| Directions for this task |
Below is a block of entries; repeat exactly the lines starting at the line that contains "foliage visible in it." and ending at the line that contains "road visible in it.", both included.

| Supplied information |
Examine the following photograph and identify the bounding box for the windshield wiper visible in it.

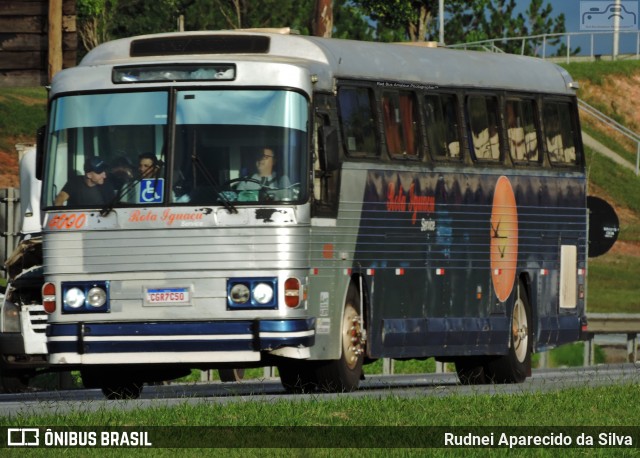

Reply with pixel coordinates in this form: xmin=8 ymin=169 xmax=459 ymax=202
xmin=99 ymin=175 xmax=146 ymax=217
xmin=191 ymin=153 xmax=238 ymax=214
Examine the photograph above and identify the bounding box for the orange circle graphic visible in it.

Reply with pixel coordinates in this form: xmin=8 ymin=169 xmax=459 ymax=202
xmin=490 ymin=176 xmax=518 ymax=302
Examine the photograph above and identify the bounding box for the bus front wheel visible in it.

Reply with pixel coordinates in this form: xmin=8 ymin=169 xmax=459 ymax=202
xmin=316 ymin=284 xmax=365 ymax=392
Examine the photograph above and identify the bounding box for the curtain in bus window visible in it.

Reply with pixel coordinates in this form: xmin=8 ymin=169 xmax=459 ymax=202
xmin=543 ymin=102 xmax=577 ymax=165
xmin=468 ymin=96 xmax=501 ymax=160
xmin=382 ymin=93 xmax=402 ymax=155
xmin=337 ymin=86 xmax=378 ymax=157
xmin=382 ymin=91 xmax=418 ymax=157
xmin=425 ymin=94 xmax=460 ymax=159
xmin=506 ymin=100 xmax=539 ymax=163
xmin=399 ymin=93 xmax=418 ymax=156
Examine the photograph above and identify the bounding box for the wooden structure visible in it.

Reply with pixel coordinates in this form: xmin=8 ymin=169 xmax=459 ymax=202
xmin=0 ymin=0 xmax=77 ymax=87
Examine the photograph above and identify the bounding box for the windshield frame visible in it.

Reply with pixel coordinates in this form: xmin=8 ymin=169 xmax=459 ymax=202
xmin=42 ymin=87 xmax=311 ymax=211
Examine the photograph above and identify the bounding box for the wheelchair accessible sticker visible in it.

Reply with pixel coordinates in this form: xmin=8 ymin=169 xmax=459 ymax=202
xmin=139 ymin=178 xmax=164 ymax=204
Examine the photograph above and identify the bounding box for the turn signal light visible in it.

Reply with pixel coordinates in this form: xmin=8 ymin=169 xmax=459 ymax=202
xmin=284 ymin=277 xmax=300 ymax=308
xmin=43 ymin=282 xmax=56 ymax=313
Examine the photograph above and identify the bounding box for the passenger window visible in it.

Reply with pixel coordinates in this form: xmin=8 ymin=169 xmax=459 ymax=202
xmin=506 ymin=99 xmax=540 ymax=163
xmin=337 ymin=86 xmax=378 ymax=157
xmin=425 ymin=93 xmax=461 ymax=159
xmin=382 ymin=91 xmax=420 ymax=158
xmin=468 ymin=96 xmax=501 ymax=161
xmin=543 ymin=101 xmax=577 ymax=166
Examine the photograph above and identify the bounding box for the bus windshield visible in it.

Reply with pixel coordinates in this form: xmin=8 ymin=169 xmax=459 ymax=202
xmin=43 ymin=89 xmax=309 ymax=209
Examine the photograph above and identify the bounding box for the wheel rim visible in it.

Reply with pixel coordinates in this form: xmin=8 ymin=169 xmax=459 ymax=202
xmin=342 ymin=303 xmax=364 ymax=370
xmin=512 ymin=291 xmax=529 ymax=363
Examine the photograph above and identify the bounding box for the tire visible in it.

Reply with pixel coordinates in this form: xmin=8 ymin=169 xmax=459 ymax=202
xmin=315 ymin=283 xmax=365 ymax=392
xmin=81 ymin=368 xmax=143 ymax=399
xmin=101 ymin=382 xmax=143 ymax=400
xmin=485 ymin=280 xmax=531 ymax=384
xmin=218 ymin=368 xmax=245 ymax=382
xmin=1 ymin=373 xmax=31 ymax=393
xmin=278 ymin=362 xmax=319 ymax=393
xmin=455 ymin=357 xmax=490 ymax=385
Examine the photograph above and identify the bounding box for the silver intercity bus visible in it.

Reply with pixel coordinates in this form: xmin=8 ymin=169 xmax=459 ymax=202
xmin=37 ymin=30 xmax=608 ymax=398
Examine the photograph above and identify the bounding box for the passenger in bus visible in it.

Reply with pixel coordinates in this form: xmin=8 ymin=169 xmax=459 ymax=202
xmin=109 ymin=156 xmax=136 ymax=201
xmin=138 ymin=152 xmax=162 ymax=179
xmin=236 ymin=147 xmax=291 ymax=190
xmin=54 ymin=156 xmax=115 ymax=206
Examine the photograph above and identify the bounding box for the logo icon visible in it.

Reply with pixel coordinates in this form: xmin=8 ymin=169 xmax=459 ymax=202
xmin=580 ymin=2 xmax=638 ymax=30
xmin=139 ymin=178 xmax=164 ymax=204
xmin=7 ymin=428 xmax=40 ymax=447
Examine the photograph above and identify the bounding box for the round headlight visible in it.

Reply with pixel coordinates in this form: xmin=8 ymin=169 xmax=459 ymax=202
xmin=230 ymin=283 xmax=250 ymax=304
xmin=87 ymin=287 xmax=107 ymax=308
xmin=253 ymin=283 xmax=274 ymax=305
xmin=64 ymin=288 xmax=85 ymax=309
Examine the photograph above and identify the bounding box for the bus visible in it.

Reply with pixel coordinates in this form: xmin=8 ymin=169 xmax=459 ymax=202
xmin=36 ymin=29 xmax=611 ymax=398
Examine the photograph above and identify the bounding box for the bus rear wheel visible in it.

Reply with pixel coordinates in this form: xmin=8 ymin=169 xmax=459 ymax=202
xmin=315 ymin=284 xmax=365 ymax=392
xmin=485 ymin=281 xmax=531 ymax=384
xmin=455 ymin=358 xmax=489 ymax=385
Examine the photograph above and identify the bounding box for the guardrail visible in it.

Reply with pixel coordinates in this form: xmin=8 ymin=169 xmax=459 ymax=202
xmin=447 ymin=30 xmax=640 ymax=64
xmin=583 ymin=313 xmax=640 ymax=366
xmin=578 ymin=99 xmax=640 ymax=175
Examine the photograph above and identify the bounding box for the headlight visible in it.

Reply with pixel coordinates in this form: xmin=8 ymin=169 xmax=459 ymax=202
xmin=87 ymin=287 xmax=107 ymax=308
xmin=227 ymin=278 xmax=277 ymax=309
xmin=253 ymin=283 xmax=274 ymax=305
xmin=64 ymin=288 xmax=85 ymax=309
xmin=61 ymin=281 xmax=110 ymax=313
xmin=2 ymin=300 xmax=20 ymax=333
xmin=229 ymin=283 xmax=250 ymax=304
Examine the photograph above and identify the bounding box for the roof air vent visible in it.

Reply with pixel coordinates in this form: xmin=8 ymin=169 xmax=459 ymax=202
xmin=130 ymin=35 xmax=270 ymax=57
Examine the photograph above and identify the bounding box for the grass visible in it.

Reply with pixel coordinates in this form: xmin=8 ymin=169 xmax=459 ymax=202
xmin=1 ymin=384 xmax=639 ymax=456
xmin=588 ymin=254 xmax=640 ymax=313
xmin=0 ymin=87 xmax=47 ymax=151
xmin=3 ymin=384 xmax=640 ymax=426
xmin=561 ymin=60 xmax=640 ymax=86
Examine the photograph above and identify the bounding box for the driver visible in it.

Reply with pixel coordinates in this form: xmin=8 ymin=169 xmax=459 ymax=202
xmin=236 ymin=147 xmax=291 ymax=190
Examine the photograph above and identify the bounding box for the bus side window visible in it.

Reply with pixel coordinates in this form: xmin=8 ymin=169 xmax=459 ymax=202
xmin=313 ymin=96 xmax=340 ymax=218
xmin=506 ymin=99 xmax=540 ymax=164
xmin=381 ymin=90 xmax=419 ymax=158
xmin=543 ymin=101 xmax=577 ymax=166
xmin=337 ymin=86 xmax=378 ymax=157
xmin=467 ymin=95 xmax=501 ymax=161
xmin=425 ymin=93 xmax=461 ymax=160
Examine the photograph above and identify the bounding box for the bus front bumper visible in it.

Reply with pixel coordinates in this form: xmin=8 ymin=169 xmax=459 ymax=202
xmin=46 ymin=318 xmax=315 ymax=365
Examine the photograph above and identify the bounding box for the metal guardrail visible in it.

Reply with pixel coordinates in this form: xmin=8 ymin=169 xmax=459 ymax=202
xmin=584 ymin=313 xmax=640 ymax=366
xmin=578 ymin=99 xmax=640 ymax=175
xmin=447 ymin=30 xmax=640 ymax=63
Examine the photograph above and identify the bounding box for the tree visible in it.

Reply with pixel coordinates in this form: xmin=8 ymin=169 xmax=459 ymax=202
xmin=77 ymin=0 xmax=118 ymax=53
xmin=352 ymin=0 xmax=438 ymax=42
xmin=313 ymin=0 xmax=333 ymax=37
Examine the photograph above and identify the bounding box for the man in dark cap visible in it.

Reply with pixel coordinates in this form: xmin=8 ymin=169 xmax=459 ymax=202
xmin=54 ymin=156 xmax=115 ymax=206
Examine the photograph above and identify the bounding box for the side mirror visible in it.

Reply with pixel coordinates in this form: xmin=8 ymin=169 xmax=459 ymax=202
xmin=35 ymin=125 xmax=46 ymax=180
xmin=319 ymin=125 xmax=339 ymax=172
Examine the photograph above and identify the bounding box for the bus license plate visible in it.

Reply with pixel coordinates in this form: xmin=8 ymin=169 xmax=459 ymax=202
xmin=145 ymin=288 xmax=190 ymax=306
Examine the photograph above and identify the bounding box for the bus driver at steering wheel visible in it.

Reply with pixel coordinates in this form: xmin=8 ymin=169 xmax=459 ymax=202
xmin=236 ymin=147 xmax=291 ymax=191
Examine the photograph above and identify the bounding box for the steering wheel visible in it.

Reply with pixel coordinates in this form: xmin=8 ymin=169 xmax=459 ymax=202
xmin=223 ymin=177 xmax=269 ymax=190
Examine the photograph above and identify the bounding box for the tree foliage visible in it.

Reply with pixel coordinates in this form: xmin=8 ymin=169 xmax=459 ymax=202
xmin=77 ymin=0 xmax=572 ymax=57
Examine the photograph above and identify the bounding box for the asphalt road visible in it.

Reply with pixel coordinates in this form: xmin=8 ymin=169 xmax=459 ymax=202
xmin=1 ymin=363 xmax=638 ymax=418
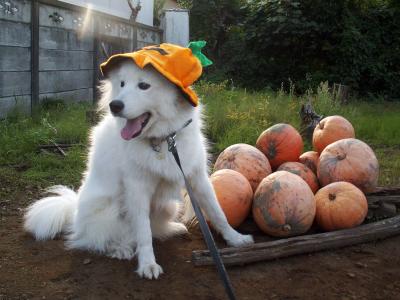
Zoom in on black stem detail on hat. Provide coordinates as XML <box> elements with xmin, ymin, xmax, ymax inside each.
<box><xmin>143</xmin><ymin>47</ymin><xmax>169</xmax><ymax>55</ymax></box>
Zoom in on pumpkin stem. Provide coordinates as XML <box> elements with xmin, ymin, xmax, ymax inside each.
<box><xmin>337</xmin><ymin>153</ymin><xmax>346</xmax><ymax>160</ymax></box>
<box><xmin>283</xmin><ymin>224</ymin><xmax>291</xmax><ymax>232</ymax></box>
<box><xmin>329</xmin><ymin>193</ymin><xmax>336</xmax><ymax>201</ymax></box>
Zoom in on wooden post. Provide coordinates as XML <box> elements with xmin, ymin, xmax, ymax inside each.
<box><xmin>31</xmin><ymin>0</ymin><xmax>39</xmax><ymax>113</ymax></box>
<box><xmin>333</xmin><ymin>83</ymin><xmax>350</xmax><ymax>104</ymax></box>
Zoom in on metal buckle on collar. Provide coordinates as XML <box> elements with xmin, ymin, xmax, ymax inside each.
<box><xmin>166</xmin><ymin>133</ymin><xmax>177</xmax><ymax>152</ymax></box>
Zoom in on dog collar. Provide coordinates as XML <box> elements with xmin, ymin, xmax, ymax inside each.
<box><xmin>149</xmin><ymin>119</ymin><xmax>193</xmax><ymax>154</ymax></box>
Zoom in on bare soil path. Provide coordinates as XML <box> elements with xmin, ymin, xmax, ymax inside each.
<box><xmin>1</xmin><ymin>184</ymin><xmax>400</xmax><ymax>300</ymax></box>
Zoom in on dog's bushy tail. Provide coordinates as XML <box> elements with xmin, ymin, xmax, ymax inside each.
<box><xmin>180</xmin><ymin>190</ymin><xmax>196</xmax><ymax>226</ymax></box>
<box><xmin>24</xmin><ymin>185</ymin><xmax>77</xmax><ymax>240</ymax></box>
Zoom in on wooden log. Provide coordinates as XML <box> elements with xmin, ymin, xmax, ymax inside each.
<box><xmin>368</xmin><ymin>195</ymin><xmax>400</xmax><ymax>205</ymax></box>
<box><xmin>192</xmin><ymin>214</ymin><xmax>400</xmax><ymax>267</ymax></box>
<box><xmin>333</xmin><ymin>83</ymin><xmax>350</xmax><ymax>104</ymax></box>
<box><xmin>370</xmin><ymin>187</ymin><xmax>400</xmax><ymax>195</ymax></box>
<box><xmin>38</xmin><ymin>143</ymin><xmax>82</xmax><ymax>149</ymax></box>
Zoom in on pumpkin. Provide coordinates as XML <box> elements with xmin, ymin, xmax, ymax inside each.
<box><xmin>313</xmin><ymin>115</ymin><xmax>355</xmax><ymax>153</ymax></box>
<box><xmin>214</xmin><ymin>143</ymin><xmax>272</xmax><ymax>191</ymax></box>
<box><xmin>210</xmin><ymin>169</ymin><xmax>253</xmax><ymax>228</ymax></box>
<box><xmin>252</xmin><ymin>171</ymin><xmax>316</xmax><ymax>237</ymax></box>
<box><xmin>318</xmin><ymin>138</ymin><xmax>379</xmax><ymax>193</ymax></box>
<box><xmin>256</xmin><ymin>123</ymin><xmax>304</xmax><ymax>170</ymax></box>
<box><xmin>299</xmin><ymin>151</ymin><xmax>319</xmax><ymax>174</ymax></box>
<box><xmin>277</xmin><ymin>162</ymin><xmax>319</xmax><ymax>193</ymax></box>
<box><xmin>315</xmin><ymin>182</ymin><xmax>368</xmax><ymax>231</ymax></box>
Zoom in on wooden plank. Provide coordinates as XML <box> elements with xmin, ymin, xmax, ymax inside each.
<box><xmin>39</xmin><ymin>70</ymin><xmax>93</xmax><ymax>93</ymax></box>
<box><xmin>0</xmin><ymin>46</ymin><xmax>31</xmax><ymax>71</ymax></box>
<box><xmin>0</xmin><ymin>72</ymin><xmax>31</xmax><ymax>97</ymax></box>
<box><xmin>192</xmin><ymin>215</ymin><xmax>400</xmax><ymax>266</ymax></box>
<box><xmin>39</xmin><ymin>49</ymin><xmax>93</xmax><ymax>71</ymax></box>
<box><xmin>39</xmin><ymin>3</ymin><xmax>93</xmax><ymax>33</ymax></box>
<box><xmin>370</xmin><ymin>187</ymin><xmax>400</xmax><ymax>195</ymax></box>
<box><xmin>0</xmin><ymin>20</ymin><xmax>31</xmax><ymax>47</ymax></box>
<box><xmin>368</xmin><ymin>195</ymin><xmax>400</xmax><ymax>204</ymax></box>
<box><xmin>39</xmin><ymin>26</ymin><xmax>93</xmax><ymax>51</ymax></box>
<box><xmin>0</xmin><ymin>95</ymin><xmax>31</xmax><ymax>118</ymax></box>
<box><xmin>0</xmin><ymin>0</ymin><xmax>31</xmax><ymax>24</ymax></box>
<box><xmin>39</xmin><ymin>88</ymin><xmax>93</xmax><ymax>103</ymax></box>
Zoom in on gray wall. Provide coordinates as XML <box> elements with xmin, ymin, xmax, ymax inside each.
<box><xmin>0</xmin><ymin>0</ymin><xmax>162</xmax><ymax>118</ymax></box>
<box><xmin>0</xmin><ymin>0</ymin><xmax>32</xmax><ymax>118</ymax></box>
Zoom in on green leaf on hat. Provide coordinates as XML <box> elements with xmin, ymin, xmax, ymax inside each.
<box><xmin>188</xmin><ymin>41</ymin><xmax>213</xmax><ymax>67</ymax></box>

| Response box |
Examine the photograph above and identify the bounding box for the tree foliage visible in it.

Reply with pixel coordinates in this form: xmin=8 ymin=169 xmax=459 ymax=202
xmin=77 ymin=0 xmax=572 ymax=57
Examine the photograph above and identify the bounding box for the asphalt road visible in it.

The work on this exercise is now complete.